**WORK INSTRUCTIONS:** Could you rewrite the lines below, from the one containing "Practice step: locate the white basketball" through the one containing "(1009, 299)", as a Markdown table with a "Row" column numbering each line and a "Line" column holding its text, leaving out blank lines?

══════════════════════════════

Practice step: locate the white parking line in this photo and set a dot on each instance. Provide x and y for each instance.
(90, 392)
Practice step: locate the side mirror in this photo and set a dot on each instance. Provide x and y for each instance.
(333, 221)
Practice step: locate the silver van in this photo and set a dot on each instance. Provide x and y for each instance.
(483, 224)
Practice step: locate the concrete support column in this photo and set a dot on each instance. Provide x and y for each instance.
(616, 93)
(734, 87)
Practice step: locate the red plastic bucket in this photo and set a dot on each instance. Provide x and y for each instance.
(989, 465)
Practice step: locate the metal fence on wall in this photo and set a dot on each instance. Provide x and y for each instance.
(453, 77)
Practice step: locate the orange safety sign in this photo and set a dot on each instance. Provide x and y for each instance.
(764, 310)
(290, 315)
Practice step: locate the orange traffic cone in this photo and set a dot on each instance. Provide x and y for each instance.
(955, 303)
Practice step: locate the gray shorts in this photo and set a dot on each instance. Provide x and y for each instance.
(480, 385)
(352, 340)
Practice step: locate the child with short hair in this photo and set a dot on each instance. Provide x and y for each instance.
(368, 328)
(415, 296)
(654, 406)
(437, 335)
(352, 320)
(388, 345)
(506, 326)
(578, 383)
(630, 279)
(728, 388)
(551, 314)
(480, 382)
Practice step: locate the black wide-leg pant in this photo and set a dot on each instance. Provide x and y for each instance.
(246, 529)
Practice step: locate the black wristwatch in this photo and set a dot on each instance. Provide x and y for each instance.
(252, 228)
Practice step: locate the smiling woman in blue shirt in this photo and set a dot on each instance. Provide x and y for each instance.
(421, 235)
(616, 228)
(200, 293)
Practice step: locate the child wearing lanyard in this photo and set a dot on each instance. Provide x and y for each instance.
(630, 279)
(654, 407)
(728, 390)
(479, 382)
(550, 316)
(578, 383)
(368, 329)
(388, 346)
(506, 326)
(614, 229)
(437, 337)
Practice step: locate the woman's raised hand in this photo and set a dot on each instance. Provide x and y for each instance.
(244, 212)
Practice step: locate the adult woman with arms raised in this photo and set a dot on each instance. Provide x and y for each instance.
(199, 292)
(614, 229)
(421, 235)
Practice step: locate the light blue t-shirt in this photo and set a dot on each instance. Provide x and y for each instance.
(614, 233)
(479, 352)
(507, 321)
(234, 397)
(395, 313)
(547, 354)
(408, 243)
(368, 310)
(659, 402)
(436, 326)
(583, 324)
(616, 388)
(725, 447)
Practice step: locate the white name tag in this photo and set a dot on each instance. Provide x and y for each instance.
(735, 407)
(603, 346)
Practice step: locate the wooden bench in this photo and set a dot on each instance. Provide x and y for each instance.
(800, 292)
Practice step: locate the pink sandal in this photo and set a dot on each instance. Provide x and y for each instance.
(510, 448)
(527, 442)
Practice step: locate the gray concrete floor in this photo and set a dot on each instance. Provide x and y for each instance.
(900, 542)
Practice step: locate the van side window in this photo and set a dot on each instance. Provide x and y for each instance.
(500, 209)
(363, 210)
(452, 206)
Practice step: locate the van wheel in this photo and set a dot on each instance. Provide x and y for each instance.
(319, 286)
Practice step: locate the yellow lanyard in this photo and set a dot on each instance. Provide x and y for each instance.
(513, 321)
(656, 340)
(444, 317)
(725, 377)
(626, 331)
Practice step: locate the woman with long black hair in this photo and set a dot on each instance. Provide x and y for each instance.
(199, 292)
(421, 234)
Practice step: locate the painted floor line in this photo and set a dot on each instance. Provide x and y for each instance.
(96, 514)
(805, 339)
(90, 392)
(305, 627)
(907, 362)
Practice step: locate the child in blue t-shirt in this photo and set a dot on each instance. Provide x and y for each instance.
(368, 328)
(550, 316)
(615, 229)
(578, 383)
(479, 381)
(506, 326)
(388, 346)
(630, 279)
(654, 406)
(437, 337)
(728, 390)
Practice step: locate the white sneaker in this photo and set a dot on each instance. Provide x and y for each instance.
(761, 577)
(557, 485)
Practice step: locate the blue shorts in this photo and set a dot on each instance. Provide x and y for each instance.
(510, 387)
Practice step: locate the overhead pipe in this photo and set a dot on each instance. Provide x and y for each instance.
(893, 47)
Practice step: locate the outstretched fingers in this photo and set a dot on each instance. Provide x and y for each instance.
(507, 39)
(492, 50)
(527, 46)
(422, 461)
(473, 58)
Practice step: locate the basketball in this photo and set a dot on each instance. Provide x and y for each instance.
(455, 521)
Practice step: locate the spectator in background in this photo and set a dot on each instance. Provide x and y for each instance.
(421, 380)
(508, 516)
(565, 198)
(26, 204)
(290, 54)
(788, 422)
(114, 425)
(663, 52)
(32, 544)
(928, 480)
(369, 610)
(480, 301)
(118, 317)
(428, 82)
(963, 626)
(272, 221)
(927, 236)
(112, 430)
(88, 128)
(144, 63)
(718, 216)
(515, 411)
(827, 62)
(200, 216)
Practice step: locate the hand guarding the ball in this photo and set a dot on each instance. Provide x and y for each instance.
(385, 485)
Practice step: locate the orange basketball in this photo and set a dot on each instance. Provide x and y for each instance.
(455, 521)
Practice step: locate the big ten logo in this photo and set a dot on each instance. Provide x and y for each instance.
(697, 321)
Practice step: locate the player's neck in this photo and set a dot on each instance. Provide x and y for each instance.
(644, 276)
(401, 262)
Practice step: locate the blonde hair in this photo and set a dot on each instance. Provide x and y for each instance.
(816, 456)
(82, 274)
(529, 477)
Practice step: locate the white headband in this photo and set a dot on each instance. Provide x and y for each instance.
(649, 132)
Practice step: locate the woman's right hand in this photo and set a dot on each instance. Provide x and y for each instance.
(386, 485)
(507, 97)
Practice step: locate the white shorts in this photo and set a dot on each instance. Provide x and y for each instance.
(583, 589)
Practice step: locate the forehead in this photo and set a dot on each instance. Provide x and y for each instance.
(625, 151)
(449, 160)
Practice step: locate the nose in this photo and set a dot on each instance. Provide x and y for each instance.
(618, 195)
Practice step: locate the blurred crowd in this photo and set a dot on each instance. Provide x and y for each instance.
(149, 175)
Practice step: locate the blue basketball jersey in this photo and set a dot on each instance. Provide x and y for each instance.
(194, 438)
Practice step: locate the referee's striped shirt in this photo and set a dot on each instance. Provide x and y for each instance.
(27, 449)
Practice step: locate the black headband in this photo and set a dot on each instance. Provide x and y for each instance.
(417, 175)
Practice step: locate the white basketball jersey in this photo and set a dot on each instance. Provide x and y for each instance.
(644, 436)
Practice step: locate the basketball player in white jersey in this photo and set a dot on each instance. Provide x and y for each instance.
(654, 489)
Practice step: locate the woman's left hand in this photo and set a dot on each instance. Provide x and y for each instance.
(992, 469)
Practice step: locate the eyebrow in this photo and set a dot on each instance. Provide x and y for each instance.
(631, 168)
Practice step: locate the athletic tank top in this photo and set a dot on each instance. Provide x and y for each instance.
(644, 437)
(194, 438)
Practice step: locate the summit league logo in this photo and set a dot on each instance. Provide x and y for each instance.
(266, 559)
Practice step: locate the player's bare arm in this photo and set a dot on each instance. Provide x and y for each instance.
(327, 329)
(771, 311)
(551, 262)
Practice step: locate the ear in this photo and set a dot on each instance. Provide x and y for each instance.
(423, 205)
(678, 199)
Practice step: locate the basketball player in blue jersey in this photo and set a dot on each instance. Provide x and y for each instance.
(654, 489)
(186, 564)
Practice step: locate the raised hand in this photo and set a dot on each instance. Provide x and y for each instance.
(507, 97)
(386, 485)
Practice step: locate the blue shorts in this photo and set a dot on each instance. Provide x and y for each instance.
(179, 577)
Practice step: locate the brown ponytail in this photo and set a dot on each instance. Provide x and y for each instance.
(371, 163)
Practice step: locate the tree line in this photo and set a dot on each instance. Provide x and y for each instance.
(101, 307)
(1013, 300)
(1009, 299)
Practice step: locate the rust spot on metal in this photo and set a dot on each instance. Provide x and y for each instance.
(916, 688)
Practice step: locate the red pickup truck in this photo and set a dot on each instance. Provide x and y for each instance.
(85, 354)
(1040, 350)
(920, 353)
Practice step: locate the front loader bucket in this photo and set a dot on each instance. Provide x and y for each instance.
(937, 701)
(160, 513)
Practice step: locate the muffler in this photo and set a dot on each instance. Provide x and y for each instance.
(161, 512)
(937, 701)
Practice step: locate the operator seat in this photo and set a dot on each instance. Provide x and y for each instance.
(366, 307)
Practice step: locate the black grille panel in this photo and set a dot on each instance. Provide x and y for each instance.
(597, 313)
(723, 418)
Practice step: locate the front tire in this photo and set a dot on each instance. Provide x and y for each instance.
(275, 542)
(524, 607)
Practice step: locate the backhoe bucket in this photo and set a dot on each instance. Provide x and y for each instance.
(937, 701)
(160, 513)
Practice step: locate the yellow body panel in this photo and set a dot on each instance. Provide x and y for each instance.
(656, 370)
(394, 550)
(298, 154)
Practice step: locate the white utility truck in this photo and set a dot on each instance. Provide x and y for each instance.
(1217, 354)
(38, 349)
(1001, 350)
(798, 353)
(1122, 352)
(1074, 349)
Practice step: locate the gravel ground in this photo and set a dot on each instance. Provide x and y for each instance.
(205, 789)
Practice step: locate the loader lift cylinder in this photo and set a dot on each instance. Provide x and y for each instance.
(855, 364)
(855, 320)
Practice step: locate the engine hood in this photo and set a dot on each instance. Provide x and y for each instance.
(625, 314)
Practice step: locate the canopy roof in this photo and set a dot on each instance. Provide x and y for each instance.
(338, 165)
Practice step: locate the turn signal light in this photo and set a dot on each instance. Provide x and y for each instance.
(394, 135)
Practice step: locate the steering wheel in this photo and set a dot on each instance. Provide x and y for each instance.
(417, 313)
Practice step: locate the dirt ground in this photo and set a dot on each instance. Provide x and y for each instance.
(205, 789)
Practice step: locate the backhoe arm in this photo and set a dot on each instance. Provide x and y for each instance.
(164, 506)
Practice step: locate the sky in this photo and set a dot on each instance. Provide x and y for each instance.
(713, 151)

══════════════════════════════

**EXERCISE RESULT:**
| Row | Line |
|---|---|
| 1 | Practice step: locate the white basketball jersey in this photo and set a dot on each instance. Provide x and y for each instance. |
| 2 | (644, 436) |
| 3 | Practice step: locate the basketball player in white jersey in this photo and set a dot on each instance. Provide x and y for each instance. |
| 4 | (654, 489) |
| 5 | Practice step: locate the woman's left hand in this photo and set a dot on each instance. Provide x and y for each instance. |
| 6 | (992, 469) |
| 7 | Practice step: locate the eyebrow in this photo and set a dot on each instance. Provide x and y for each instance. |
| 8 | (631, 168) |
| 9 | Practice step: locate the athletic tank top in this photo and set a dot on each instance. Provide x and y for each instance. |
| 10 | (644, 437) |
| 11 | (194, 438) |
| 12 | Practice step: locate the summit league logo in this photo and set a dot on each instance. Provide x and y for each instance. |
| 13 | (266, 559) |
| 14 | Practice step: locate the player's bare arm in this photo and set a dot on each instance. Provide x and y for each instance. |
| 15 | (327, 329) |
| 16 | (771, 311) |
| 17 | (551, 262) |
| 18 | Practice step: locate the ear in this photo and set a dot on each instance. Provide x and y for each instance. |
| 19 | (423, 205) |
| 20 | (678, 199) |
| 21 | Practice step: locate the basketball player in blue jersey in this photo and set a dot on each instance. Provide x and y for each instance. |
| 22 | (654, 489) |
| 23 | (186, 564) |
| 24 | Practice step: locate the raised hand in this photo and set a dot on each instance. Provide x and y for each instance. |
| 25 | (507, 97) |
| 26 | (386, 485) |
| 27 | Practice step: locate the blue shorts in this photo and set a dot on each instance. Provide x and y for each instance. |
| 28 | (179, 577) |
| 29 | Practice step: locate the brown ponytail in this photo and set a dot on each instance. Provide x and y for each instance. |
| 30 | (371, 163) |
| 31 | Practice step: locate the tree line in this photo and set a dot on each instance. Provide x and y for each instance. |
| 32 | (101, 307) |
| 33 | (1013, 300) |
| 34 | (1009, 299) |